▸ **Фрагмент текста**:

● ● ● ● ●

Левенфиш писал книгу на закате дней, в возрасте, когда вся жизнь кажется одним очень коротким прошлым, а прошлое неотъемлемой частью настоящего. Впрочем, есть ли что-нибудь реальнее того, что бережно хранится в памяти? Очевидно, однако, что даже в те относительно либеральные хрущевские времена он не мог погружаться в свою жизнь с откровенностью, обязательной для тех, кто решился на всегда тяжелое и грустное занятие подведения итогов.
Попробуем мы. Какая ни есть — осталась книга. Живы еще люди, хоть их и немного, помнящие его. Наконец, остались партии, переиграв которые можно составить впечатление о том, каким шахматистом был Григорий Яковлевич Левенфиш.

● ● ● ● ●

▸ **Содержимое набора данных**:
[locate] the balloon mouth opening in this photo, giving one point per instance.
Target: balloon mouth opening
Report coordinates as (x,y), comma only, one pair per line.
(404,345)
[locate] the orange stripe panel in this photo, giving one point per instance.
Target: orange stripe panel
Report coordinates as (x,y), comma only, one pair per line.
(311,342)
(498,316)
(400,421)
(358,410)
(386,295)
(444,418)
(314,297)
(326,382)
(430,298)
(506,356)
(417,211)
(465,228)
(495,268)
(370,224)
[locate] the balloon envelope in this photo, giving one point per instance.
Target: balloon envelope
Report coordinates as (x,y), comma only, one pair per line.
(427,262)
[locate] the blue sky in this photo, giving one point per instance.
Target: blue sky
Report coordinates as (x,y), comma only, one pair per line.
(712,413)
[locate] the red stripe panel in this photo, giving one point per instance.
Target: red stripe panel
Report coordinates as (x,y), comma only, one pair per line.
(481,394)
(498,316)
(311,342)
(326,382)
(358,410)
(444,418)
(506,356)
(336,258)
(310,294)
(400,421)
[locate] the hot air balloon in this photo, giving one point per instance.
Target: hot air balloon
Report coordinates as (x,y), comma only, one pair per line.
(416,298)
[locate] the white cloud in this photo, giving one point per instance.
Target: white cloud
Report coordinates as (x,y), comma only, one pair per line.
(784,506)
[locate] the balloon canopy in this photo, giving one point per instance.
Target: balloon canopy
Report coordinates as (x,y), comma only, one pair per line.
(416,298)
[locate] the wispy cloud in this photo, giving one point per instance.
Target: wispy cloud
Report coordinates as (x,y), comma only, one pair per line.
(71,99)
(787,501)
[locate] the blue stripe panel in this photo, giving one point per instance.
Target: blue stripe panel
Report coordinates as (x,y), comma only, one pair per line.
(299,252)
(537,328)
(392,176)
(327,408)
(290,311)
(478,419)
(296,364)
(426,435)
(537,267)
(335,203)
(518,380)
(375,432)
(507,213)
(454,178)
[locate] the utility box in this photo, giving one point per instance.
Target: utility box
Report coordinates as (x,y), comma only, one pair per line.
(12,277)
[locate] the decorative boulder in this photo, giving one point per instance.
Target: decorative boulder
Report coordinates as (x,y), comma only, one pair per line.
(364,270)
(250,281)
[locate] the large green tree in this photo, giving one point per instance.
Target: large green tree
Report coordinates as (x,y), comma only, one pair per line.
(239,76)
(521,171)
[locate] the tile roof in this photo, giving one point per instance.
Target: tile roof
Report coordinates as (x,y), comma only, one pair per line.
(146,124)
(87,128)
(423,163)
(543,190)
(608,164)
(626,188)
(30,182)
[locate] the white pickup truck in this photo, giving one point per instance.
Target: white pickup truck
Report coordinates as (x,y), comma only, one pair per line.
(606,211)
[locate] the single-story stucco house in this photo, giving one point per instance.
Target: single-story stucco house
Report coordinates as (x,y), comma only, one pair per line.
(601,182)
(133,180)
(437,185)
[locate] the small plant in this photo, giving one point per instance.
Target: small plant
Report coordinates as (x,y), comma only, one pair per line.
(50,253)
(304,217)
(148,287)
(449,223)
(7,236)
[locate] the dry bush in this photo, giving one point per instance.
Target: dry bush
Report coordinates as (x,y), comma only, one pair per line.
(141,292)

● ● ● ● ●

▸ **Что нужно сделать**:
A – Ответьте на вопросы по отрывку о Левенфише:
(i) В каком возрасте Левенфиш писал книгу?
(ii) Какие времена отрывок называет относительно либеральными?
(iii) Что можно переиграть, чтобы составить впечатление о Левенфише как шахматисте?
B – Перепишите без изменений часть листинга, которая начинается со строки, содержащей «[locate] the small», и идет до конца листинга включительно.
Текст и листинг взяты из разных источников.

▸ **Ответы по заданиям**:
A –
(i) На закате дней, в возрасте, когда вся жизнь кажется одним очень коротким прошлым.
(ii) Хрущевские времена.
(iii) Его партии.

B –
[locate] the small plant in this photo, giving one point per instance.
Target: small plant
Report coordinates as (x,y), comma only, one pair per line.
(50,253)
(304,217)
(148,287)
(449,223)
(7,236)
[locate] the dry bush in this photo, giving one point per instance.
Target: dry bush
Report coordinates as (x,y), comma only, one pair per line.
(141,292)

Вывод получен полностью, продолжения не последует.